Activity: A verbatim transcription of every record below is required.

Stored data:

▬▬▬▬▬▬

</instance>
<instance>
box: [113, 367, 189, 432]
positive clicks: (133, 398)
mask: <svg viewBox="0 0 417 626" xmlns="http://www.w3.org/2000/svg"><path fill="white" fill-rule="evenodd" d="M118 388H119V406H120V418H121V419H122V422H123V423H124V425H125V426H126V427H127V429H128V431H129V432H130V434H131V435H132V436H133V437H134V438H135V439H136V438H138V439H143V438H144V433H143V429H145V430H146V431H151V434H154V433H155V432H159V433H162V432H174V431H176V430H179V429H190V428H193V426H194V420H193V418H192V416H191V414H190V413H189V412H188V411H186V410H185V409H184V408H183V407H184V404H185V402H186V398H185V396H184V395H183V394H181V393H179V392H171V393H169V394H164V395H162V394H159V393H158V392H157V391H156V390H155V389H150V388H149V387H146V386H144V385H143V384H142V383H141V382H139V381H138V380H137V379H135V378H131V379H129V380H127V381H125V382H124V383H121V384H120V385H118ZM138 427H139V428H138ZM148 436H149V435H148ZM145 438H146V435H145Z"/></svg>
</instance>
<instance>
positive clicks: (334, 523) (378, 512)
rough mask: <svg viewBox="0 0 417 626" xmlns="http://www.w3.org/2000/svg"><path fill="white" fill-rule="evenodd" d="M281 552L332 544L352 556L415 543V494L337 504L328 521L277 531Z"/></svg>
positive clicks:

▬▬▬▬▬▬

Answer to this task:
</instance>
<instance>
box: [113, 367, 189, 432]
positive clicks: (133, 398)
mask: <svg viewBox="0 0 417 626" xmlns="http://www.w3.org/2000/svg"><path fill="white" fill-rule="evenodd" d="M118 388H119V406H120V418H121V419H122V422H123V423H124V425H125V426H126V427H127V429H128V431H129V432H130V434H131V435H132V436H133V437H134V438H135V439H136V438H138V439H143V438H144V433H143V429H145V430H146V431H151V434H154V433H155V432H159V433H162V432H174V431H176V430H179V429H190V428H193V426H194V420H193V418H192V416H191V414H190V413H189V412H188V411H186V410H185V409H184V408H183V407H184V404H185V402H186V398H185V396H184V395H183V394H181V393H179V392H171V393H169V394H164V395H162V394H159V393H158V392H157V391H156V390H155V389H150V388H149V387H146V386H144V385H143V384H142V383H141V382H139V381H138V380H137V379H135V378H131V379H129V380H127V381H125V382H124V383H121V384H120V385H118ZM138 427H139V428H138ZM148 436H149V435H148ZM145 438H146V435H145Z"/></svg>
</instance>
<instance>
positive clicks: (334, 523) (378, 512)
rough mask: <svg viewBox="0 0 417 626" xmlns="http://www.w3.org/2000/svg"><path fill="white" fill-rule="evenodd" d="M281 552L332 544L352 556L415 543V494L337 504L328 521L277 531Z"/></svg>
positive clicks:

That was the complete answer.